== WORK TO COMPLETE ==
Render the listing below as a Markdown table with two columns, Row and Line, giving each line its own numbered row, skipping blank lines, and covering the whole listing. Leave the images out of the table.
#### RECORDS SUPPLIED
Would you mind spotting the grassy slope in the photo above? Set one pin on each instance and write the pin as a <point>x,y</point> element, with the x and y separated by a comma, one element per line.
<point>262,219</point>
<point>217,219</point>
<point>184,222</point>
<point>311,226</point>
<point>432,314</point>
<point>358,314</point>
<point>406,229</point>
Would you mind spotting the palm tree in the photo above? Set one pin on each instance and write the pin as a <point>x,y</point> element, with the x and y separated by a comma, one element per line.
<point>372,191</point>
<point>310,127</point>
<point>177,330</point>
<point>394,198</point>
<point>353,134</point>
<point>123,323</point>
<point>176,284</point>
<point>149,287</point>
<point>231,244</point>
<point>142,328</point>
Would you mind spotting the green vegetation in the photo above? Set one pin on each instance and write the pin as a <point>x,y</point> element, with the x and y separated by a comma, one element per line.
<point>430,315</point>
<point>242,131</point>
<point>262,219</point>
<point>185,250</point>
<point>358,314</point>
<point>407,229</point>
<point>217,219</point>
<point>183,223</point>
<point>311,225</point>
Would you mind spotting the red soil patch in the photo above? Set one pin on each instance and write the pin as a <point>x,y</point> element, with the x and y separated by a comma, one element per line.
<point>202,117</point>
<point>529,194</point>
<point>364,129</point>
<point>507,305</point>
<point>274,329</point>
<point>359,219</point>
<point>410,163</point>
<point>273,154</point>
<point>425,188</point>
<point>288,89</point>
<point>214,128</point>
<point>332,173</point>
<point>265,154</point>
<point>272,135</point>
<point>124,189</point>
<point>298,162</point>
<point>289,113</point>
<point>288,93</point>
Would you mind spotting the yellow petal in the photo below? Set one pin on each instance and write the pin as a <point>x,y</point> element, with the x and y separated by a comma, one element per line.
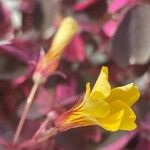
<point>102,87</point>
<point>129,116</point>
<point>86,96</point>
<point>112,122</point>
<point>128,94</point>
<point>95,109</point>
<point>64,34</point>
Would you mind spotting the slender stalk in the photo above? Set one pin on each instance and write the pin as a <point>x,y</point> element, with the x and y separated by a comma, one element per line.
<point>48,134</point>
<point>25,111</point>
<point>41,128</point>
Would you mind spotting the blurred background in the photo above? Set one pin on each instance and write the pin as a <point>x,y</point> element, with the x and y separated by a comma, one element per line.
<point>115,33</point>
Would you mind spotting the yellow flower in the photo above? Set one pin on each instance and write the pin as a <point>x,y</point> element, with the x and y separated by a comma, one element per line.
<point>103,106</point>
<point>48,64</point>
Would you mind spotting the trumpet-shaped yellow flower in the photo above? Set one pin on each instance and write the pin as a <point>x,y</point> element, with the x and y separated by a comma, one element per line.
<point>103,106</point>
<point>48,64</point>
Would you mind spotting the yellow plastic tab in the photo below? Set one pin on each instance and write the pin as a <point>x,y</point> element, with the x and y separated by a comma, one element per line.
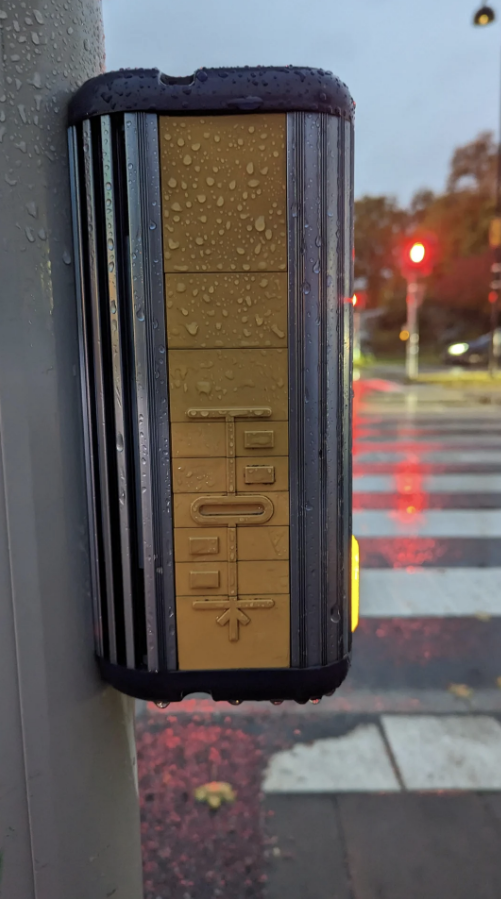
<point>224,193</point>
<point>210,311</point>
<point>355,583</point>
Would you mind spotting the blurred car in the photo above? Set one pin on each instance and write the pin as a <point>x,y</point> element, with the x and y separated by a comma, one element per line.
<point>473,352</point>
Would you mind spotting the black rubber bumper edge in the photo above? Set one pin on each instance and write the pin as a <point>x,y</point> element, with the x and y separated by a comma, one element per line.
<point>299,684</point>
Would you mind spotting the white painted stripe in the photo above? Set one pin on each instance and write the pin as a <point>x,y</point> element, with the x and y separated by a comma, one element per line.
<point>403,593</point>
<point>433,523</point>
<point>450,457</point>
<point>379,441</point>
<point>440,483</point>
<point>446,753</point>
<point>357,762</point>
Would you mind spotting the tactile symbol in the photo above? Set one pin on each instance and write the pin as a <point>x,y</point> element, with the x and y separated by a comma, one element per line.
<point>200,580</point>
<point>259,439</point>
<point>233,509</point>
<point>259,474</point>
<point>204,546</point>
<point>233,613</point>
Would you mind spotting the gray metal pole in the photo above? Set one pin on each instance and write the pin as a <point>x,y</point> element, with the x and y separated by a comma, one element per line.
<point>69,823</point>
<point>414,292</point>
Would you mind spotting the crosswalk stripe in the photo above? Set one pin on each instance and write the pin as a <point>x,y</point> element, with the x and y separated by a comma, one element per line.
<point>447,456</point>
<point>431,523</point>
<point>446,752</point>
<point>431,592</point>
<point>441,483</point>
<point>356,762</point>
########
== THE OUTPUT ==
| Row | Line |
|---|---|
| 1 | Would you mind spotting the grassy slope in the photo above? Set one pin on each instance and write the pin as a <point>x,y</point> element, with the x and y separated by a comma, one element per line. |
| 2 | <point>262,219</point> |
| 3 | <point>217,219</point> |
| 4 | <point>184,222</point> |
| 5 | <point>311,226</point> |
| 6 | <point>432,314</point> |
| 7 | <point>358,314</point> |
| 8 | <point>406,229</point> |
| 9 | Would you mind spotting the palm tree in the photo above? Set one pin on each instance and write the pin as a <point>x,y</point> element, with the x and y separated by a comma, one element per line. |
| 10 | <point>372,191</point> |
| 11 | <point>310,127</point> |
| 12 | <point>177,330</point> |
| 13 | <point>394,198</point> |
| 14 | <point>353,134</point> |
| 15 | <point>123,323</point> |
| 16 | <point>176,284</point> |
| 17 | <point>149,287</point> |
| 18 | <point>231,244</point> |
| 19 | <point>142,328</point> |
| 20 | Would you mind spotting the green vegetation in the photo above? Set one pin on each instance and write the pin as a <point>x,y</point> element, with the x and y separated by a comma, one element per line. |
| 21 | <point>430,315</point> |
| 22 | <point>242,131</point> |
| 23 | <point>262,219</point> |
| 24 | <point>185,250</point> |
| 25 | <point>358,314</point> |
| 26 | <point>407,229</point> |
| 27 | <point>217,219</point> |
| 28 | <point>183,223</point> |
| 29 | <point>311,225</point> |
| 30 | Would you mind spotting the red soil patch in the photo above? Set one pin on each instance and write the pin as a <point>x,y</point> element, with the x and y separated by a comma, one element per line. |
| 31 | <point>202,117</point> |
| 32 | <point>529,194</point> |
| 33 | <point>364,129</point> |
| 34 | <point>507,305</point> |
| 35 | <point>274,329</point> |
| 36 | <point>359,219</point> |
| 37 | <point>410,163</point> |
| 38 | <point>273,154</point> |
| 39 | <point>425,188</point> |
| 40 | <point>288,89</point> |
| 41 | <point>214,128</point> |
| 42 | <point>332,173</point> |
| 43 | <point>265,154</point> |
| 44 | <point>272,135</point> |
| 45 | <point>124,189</point> |
| 46 | <point>298,162</point> |
| 47 | <point>289,113</point> |
| 48 | <point>288,93</point> |
| 49 | Would you mind spotting the yellow petal in the photo below? Set one pin on each instance and write the pin as a <point>x,y</point> element, with the x and y separated by a comma, one element per line. |
| 50 | <point>102,87</point> |
| 51 | <point>129,116</point> |
| 52 | <point>86,96</point> |
| 53 | <point>112,122</point> |
| 54 | <point>128,94</point> |
| 55 | <point>95,109</point> |
| 56 | <point>64,34</point> |
| 57 | Would you mind spotting the slender stalk in the photo above? Set one pin on each instance and write the pin as a <point>x,y</point> element, with the x and y separated by a comma, one element per line. |
| 58 | <point>48,134</point> |
| 59 | <point>25,111</point> |
| 60 | <point>41,128</point> |
| 61 | Would you mind spotting the blurred background in the photo above? Set one pin on each instance and write the pin as a <point>x,y</point> element, with the x and y separated by a comma, one element per line. |
| 62 | <point>115,33</point> |
| 63 | Would you mind spotting the yellow flower in the photo above? Set one pin on each instance and write the pin as a <point>x,y</point> element, with the x and y separated by a comma, one element per line. |
| 64 | <point>103,106</point> |
| 65 | <point>48,64</point> |
| 66 | Would you mind spotting the trumpet-shaped yellow flower in the photo above? Set one pin on each instance and write the pin as a <point>x,y</point> element, with the x and y separated by a comma, one element per line. |
| 67 | <point>103,106</point> |
| 68 | <point>48,64</point> |
| 69 | Would you mind spotting the yellow plastic tab in the photo below? Set one pin on each instance and write the pin as a <point>x,y</point> element, with the x and y separated by a comma, one element per line. |
| 70 | <point>224,193</point> |
| 71 | <point>210,311</point> |
| 72 | <point>355,583</point> |
| 73 | Would you mind spotting the blurred car in the photo above? Set one pin on each instance and write the pin as a <point>x,y</point> element, with the x and y separated by a comma, one element per line. |
| 74 | <point>473,352</point> |
| 75 | Would you mind spotting the black rubber bumper edge in the photo above? Set one pin on each instance and write the pin as a <point>x,y</point> element, with the x and y separated by a comma, one element per line. |
| 76 | <point>299,684</point> |
| 77 | Would you mind spotting the white painted stripe in the photo above? Set one pin on each instance and write the pin as a <point>x,y</point> element, with the x and y separated by a comma, one element per line. |
| 78 | <point>403,593</point> |
| 79 | <point>433,523</point> |
| 80 | <point>450,457</point> |
| 81 | <point>379,441</point> |
| 82 | <point>440,483</point> |
| 83 | <point>446,753</point> |
| 84 | <point>357,762</point> |
| 85 | Would you mind spotting the tactile symbol in the photo above? Set one pin on each instance and write the pin as a <point>x,y</point> element, with the x and y separated by a comma, one element per line. |
| 86 | <point>200,580</point> |
| 87 | <point>259,439</point> |
| 88 | <point>233,509</point> |
| 89 | <point>259,474</point> |
| 90 | <point>204,546</point> |
| 91 | <point>233,613</point> |
| 92 | Would you mind spotting the gray metal pole in the photo above? Set one pin on each instance and write the pin as a <point>x,y</point> element, with the x and y separated by a comma, one element per line. |
| 93 | <point>69,823</point> |
| 94 | <point>414,292</point> |
| 95 | Would you mind spotting the crosswalk stripe in the photo above? Set one pin on each instance and write the pin as a <point>x,y</point> element, with the x and y separated by a comma, one element per line. |
| 96 | <point>447,456</point> |
| 97 | <point>431,523</point> |
| 98 | <point>446,752</point> |
| 99 | <point>431,592</point> |
| 100 | <point>441,483</point> |
| 101 | <point>356,762</point> |